# The problem:
Copy the editorial on Canada's asbestos exports from "Moreover, Bernard Coulombe, the" to "eager to buy.", replacing "tonnes" with "tons".

Canada’s lethal export
If Canadians think that exporting asbestos is a marginal, dying business, they ought to think again. Canada ships $100 million worth of chrysotile asbestos a year to developing nations such as India, Indonesia and Vietnam, where it is used to make cheap, fire-resistant roofing, cement, water lines and other products. We are one of the world’s most aggressive exporters.
Moreover, Bernard Coulombe, the president of Jeffrey Mine Inc. in Asbestos, Que., a major producer, contends that “the marketplace is crying for chrysotile” and wants to ramp up production. As Jennifer Wells reports in today’s Star, Coulombe has ambitious plans to draw on 200 million tonnes of known ore reserves. He says Mexico, Venezuela, Pakistan and other countries are eager to buy.
Yet Canada’s leading role in this dirty trade is nothing to celebrate.
The World Health Organization calls asbestos “one of the most serious occupational carcinogens.” Some 90,000 people die in Canada and elsewhere every year from cancer and other asbestos-related diseases from exposure in the workplace, WHO reports. While the industry maintains that chrysotile is less deadly than other forms of the mineral, it is still a carcinogen. And all too often it is not handled safely.
That’s why the Canadian Medical Association, the Canadian Cancer Society, the Canadian Labour Congress and others want Prime Minister Stephen Harper’s government to end the mining, use and export of all forms of asbestos.
Here in Canada, asbestos is being removed from the Parliament buildings in a meticulous multi-million-dollar renovation, even as asbestos cement roofing is being marketed as a safe, desirable product in shanty towns in the developing world. Worse, Ottawa managed last year to keep chrysotile off a United Nations watchlist that red-flags potentially hazardous materials, and requires governments to give prior consent to their import.
That looks like a particularly odious double standard.
What’s needed is a mustering of political will in Ottawa to get out of this ugly trade, and a generous federal/provincial program to provide support and retraining to the few hundred Quebec miners who would be affected. Canada should stop exporting a product that kills.

# Input data:
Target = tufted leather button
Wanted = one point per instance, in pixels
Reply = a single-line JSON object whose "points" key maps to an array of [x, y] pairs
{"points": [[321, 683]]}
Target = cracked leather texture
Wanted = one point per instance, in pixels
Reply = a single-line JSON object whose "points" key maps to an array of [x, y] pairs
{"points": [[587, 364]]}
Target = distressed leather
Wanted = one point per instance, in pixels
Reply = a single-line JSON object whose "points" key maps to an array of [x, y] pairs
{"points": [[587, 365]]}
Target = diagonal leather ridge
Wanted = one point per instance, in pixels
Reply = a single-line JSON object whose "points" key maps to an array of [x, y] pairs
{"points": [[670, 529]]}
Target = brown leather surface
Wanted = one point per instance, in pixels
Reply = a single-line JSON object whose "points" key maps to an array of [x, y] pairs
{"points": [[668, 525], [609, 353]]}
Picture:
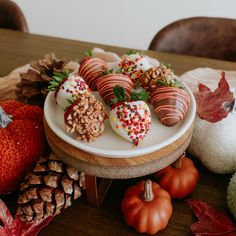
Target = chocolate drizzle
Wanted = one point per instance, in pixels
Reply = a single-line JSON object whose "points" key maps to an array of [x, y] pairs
{"points": [[106, 84], [90, 69], [170, 104]]}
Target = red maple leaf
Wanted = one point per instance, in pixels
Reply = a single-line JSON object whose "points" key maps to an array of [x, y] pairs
{"points": [[210, 221], [214, 106], [16, 227]]}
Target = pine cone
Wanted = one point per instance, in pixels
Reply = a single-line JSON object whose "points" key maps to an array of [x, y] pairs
{"points": [[33, 86], [85, 117], [48, 189], [149, 78]]}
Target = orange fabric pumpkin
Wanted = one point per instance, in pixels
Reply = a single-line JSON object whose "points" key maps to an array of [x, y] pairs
{"points": [[179, 179], [146, 207], [22, 141]]}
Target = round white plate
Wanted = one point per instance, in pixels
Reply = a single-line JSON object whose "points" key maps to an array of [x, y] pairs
{"points": [[112, 145]]}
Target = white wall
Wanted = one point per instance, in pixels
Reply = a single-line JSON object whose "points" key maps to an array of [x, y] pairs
{"points": [[128, 23]]}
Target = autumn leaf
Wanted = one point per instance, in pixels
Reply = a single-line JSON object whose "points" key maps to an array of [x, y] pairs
{"points": [[16, 227], [210, 221], [214, 106]]}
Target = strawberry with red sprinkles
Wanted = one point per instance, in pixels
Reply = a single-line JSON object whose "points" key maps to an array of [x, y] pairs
{"points": [[129, 119]]}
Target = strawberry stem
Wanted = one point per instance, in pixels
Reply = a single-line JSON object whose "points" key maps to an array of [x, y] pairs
{"points": [[5, 119]]}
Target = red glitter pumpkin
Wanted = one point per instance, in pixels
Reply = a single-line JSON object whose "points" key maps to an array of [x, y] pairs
{"points": [[22, 141]]}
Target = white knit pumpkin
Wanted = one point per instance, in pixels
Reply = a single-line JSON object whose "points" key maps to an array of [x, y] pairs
{"points": [[213, 143], [231, 195]]}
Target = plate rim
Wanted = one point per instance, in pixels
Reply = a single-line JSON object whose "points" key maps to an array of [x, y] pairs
{"points": [[121, 153]]}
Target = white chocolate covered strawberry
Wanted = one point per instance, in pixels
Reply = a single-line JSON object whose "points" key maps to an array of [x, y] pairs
{"points": [[67, 87], [129, 119]]}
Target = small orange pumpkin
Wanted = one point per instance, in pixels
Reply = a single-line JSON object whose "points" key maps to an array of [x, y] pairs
{"points": [[179, 179], [146, 207]]}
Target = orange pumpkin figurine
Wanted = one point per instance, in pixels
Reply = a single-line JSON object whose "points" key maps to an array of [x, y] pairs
{"points": [[22, 141], [179, 179], [146, 207]]}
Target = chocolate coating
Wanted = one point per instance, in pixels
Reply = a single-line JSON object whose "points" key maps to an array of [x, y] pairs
{"points": [[106, 84], [91, 69], [170, 104]]}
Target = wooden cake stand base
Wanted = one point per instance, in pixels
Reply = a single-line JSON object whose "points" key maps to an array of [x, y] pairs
{"points": [[99, 171]]}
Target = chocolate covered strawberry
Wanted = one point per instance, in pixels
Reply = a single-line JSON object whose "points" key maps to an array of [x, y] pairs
{"points": [[129, 119], [90, 69], [85, 117], [67, 86], [107, 83], [171, 102]]}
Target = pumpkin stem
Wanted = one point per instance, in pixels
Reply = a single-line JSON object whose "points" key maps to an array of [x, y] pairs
{"points": [[5, 119], [148, 194], [178, 163]]}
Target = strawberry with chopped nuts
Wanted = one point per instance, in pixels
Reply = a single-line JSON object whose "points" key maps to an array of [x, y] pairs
{"points": [[130, 119], [85, 117], [67, 86]]}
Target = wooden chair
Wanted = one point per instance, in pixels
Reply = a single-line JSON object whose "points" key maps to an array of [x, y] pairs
{"points": [[198, 36], [11, 16]]}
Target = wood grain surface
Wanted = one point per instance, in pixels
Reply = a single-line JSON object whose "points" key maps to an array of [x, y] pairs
{"points": [[119, 168], [17, 49]]}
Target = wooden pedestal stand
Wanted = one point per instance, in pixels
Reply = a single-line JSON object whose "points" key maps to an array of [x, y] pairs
{"points": [[99, 171]]}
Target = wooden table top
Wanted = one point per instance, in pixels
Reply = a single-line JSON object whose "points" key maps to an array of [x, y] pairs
{"points": [[17, 49]]}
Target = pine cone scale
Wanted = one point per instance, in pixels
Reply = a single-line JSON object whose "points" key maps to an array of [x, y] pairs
{"points": [[49, 189]]}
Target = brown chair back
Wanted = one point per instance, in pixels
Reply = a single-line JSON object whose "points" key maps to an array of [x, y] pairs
{"points": [[198, 36], [11, 16]]}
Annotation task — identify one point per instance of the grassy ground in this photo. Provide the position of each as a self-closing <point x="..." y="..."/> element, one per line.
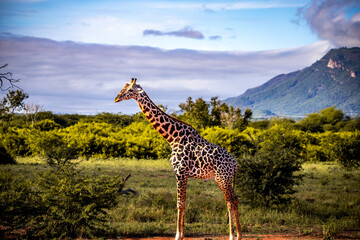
<point x="327" y="201"/>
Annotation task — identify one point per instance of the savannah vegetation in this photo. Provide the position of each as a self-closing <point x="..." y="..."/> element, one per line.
<point x="63" y="176"/>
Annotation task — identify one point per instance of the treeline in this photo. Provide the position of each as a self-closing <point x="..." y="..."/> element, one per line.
<point x="328" y="135"/>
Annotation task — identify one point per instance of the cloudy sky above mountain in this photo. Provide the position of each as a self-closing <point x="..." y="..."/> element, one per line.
<point x="74" y="56"/>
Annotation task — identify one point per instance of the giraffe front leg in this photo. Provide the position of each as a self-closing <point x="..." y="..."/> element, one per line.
<point x="181" y="203"/>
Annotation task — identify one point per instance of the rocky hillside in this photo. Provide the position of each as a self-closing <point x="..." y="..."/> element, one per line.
<point x="334" y="80"/>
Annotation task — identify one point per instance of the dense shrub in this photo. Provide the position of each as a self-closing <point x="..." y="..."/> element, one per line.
<point x="267" y="178"/>
<point x="5" y="157"/>
<point x="232" y="140"/>
<point x="76" y="204"/>
<point x="345" y="149"/>
<point x="18" y="203"/>
<point x="46" y="125"/>
<point x="61" y="203"/>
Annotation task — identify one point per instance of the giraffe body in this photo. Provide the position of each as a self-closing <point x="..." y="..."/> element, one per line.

# Solved problem:
Moreover, Bernard Coulombe, the president of Jeffrey Mine Inc. in Asbestos, Que., a major producer, contends that “the marketplace is crying for chrysotile” and wants to ramp up production. As Jennifer Wells reports in today’s Star, Coulombe has ambitious plans to draw on 200 million tons of known ore reserves. He says Mexico, Venezuela, Pakistan and other countries are eager to buy.